# What is required
Repeat each line of the data exactly as written.

# The input
+++

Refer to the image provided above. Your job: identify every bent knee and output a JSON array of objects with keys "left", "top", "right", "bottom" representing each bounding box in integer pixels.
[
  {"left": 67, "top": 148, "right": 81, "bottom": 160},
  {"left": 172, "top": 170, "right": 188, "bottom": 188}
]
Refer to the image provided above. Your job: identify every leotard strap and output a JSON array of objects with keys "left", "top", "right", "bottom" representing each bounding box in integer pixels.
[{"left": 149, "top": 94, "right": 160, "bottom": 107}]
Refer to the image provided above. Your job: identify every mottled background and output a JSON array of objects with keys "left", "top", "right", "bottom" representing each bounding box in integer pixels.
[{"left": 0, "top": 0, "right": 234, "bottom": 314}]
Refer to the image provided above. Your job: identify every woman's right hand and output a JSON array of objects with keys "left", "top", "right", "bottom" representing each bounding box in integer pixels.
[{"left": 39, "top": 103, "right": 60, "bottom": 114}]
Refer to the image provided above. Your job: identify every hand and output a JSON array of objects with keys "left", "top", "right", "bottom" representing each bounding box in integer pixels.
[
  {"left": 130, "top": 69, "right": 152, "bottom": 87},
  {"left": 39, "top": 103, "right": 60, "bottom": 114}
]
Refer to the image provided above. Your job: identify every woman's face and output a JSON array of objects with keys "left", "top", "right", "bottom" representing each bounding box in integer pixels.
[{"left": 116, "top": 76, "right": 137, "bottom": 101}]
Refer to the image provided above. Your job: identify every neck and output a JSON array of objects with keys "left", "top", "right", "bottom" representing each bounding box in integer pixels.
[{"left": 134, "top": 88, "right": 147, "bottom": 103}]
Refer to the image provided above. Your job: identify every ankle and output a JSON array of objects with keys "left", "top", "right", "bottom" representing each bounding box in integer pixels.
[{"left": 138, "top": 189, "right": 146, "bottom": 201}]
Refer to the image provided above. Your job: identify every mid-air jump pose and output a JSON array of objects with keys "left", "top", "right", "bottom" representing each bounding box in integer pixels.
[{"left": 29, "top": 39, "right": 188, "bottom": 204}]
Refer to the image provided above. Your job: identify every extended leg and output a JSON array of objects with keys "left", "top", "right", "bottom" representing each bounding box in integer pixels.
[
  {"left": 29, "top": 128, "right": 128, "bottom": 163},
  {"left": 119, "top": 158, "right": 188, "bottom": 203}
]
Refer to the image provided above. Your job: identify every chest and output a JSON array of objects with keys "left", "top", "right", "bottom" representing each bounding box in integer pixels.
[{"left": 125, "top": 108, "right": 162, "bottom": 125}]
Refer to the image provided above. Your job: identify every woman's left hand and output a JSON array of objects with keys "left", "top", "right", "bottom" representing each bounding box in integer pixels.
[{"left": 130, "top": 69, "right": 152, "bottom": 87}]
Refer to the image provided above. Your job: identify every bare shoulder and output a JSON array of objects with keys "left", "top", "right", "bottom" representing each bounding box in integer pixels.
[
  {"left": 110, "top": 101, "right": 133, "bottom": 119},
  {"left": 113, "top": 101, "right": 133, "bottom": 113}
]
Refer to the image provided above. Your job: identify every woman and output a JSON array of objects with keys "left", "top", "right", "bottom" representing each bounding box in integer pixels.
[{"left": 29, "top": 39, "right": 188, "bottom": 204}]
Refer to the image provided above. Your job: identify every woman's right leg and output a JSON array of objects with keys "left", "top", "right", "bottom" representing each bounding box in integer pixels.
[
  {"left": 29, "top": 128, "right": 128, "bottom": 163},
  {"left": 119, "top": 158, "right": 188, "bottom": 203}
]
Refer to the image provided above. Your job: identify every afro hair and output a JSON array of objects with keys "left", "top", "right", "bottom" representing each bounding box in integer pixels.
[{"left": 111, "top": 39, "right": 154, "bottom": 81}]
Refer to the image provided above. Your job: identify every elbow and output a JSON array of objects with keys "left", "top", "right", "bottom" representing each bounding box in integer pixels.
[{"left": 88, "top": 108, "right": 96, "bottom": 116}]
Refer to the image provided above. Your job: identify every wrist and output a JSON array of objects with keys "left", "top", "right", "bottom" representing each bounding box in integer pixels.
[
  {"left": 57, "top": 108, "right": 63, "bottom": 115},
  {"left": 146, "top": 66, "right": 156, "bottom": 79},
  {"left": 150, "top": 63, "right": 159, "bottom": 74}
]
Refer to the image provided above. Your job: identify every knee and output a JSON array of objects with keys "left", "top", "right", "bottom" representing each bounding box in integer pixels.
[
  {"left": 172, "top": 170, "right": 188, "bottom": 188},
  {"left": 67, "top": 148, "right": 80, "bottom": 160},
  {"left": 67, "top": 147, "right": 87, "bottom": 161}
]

+++

# Answer for this exercise
Refer to the image provided above. Your job: identify every bent knee and output a JSON array of objects with keys "left", "top", "right", "bottom" representing each bounding box in integer pixels.
[
  {"left": 67, "top": 148, "right": 81, "bottom": 160},
  {"left": 172, "top": 170, "right": 188, "bottom": 188}
]
Refer to the image provided above. Your job: identify every leotard strap and output a JSON array of objects with keys "left", "top", "right", "bottom" representing each bounding box in integer pixels.
[{"left": 149, "top": 94, "right": 160, "bottom": 107}]
Refer to the image provided above. Your job: identify every mottled background and output a JSON array of objects with keys "left", "top", "right", "bottom" representing each bounding box in integer pixels.
[{"left": 0, "top": 0, "right": 234, "bottom": 314}]
Refer to the image provided above. Your job: identify every woman's right hand and output a JSON array of objects with keys "left", "top", "right", "bottom" representing each bounding box in integer pixels.
[{"left": 39, "top": 103, "right": 60, "bottom": 114}]
Refer to the image provided above. Your job: identify every hand and output a JSON array of objects with keys "left", "top", "right", "bottom" representing each bounding box in integer pixels.
[
  {"left": 130, "top": 69, "right": 152, "bottom": 87},
  {"left": 39, "top": 103, "right": 60, "bottom": 114}
]
Refer to the image provided above. Your job: identify every woman's face and output a JSON array of objects with keys "left", "top", "right", "bottom" representing each bounding box in integer pixels.
[{"left": 116, "top": 76, "right": 137, "bottom": 101}]
Refer to the image provided above. Your job: identify every neck and output a JSON array of objects with keys "left", "top", "right", "bottom" representing each bounding box in integer pixels.
[{"left": 134, "top": 88, "right": 147, "bottom": 103}]
Refer to the image provided above. Your job: identify every ankle and output a JSON array of objects with keys "left", "top", "right", "bottom" representing each bounding box in integer pixels.
[{"left": 138, "top": 189, "right": 146, "bottom": 201}]
Refer to the image provided above. Your job: identify every mid-air jump pose and output a JSON array of objects with keys "left", "top", "right", "bottom" representing each bounding box in integer pixels.
[{"left": 29, "top": 39, "right": 188, "bottom": 204}]
Refer to the image provided above. Your job: identify every extended leg and output a JSON array of objects with keys "left", "top", "right", "bottom" representing each bounding box in integer pixels.
[
  {"left": 29, "top": 128, "right": 128, "bottom": 163},
  {"left": 119, "top": 158, "right": 188, "bottom": 203}
]
Refer to the image provided above. Your job: identify every chest and output a JSON array of objects with keys "left", "top", "right", "bottom" representing each bounding box in integer pixels.
[{"left": 125, "top": 108, "right": 162, "bottom": 125}]
Refer to the image provided above. Your job: identify every woman's left hand and output a JSON array of objects with keys "left", "top", "right", "bottom" representing each bounding box in integer pixels.
[{"left": 130, "top": 69, "right": 152, "bottom": 87}]
Refer to the image provided above. Your job: identify every bare shoulder and output a JSON array of objects with keys "left", "top", "right", "bottom" representing each bounding box in integer pixels.
[
  {"left": 110, "top": 101, "right": 133, "bottom": 119},
  {"left": 113, "top": 101, "right": 133, "bottom": 113}
]
Refer to the image provided above. Your job: identify every woman and output a JSON array of objects with keys "left", "top", "right", "bottom" representing each bounding box in integer pixels.
[{"left": 29, "top": 39, "right": 188, "bottom": 204}]
Refer to the image provided above. Your job: identify every woman's right leg and output a JSON array of objects with keys "left", "top", "right", "bottom" representing each bounding box in integer pixels.
[
  {"left": 29, "top": 128, "right": 128, "bottom": 163},
  {"left": 119, "top": 158, "right": 188, "bottom": 203}
]
Refer to the image provided above. Your job: identify every afro hair and output a JSON array of objects with keys "left", "top", "right", "bottom" representing each bounding box in integer pixels.
[{"left": 111, "top": 39, "right": 154, "bottom": 81}]
Refer to the image provided above. Your job: identify every elbow and output a JSON array of objects with keys "left", "top", "right", "bottom" representing each bounding box in integer pixels.
[{"left": 88, "top": 108, "right": 96, "bottom": 116}]
Refer to the image provided above. Your job: identify every wrist and output a JSON array of objects with keys "left", "top", "right", "bottom" representing each bounding box in integer pixels.
[
  {"left": 57, "top": 108, "right": 63, "bottom": 115},
  {"left": 146, "top": 66, "right": 156, "bottom": 79},
  {"left": 150, "top": 63, "right": 159, "bottom": 74}
]
Refer to the image provided above. Your job: identify every knee and output a JSON array of objects with keys "left", "top", "right", "bottom" representing each bounding box in integer pixels.
[
  {"left": 172, "top": 170, "right": 188, "bottom": 188},
  {"left": 67, "top": 148, "right": 80, "bottom": 160},
  {"left": 67, "top": 147, "right": 87, "bottom": 161}
]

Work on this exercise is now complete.